(Task brief) Return the lines of the records from the line containing "of the child's" up to and including the line containing "x=312 y=287", unchanged.

(Data excerpts)
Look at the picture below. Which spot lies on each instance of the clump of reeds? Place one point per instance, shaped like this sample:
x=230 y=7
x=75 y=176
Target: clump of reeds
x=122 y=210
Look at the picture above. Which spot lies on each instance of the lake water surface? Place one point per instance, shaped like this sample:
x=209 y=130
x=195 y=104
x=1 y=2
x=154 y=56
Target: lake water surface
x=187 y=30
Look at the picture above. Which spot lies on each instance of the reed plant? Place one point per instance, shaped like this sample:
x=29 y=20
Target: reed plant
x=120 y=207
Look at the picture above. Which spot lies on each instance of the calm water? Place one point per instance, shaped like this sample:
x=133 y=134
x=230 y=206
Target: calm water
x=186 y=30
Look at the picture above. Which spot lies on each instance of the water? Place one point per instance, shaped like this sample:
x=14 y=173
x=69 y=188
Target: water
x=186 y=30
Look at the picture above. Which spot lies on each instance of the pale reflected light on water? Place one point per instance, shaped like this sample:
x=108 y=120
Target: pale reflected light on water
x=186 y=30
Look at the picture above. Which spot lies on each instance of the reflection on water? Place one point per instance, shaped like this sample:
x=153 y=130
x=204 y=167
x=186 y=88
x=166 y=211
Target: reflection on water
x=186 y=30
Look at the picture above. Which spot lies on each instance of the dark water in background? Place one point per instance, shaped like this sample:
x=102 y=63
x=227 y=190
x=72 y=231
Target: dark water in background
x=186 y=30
* * *
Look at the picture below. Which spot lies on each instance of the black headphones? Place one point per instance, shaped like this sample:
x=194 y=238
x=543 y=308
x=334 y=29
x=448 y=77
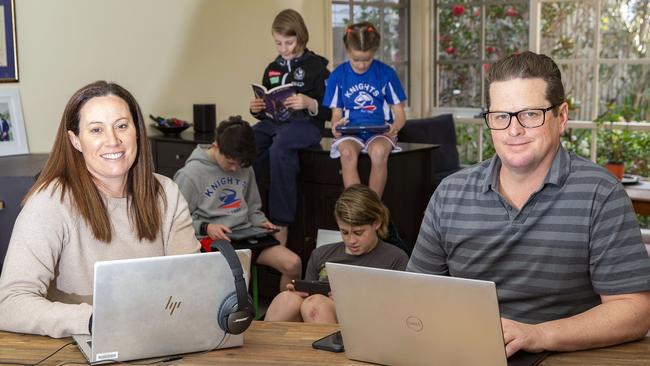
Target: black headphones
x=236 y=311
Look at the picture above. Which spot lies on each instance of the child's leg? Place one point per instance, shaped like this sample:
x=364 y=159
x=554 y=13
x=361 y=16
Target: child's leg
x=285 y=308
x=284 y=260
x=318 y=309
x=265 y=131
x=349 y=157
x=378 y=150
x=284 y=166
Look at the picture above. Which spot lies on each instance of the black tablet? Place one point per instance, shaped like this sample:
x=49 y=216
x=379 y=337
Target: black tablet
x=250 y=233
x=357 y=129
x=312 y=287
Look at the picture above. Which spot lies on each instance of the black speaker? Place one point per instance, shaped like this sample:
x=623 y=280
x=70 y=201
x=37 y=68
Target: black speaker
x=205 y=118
* * *
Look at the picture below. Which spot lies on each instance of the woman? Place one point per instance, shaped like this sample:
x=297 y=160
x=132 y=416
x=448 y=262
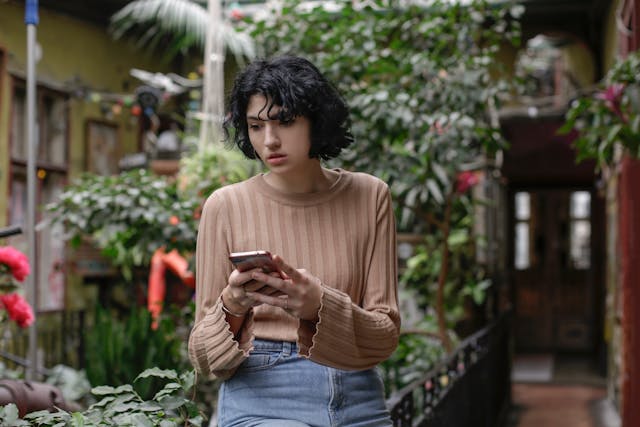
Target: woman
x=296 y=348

(Solution for this problem)
Look at the picture above. Which spot lies on each instance of the child's leg? Place one point per instance, shaped like this sample:
x=364 y=159
x=554 y=13
x=361 y=16
Target: child's leg
x=285 y=308
x=284 y=260
x=318 y=309
x=265 y=131
x=349 y=157
x=378 y=150
x=284 y=166
Look at the picture above. Which spot lies on each instance of the black tablet? Place one point per instance, shaped like this sample:
x=49 y=216
x=379 y=337
Target: black tablet
x=250 y=233
x=357 y=129
x=312 y=287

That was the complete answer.